• [Data listing]
####################

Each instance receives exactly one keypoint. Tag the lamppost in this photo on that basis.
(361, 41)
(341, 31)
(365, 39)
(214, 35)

####################

Without omission, return all of the records exactly as given.

• [Exercise answer]
Each instance receives exactly one keypoint. Tag the lamppost in this photo on that basis.
(361, 41)
(341, 31)
(365, 39)
(214, 35)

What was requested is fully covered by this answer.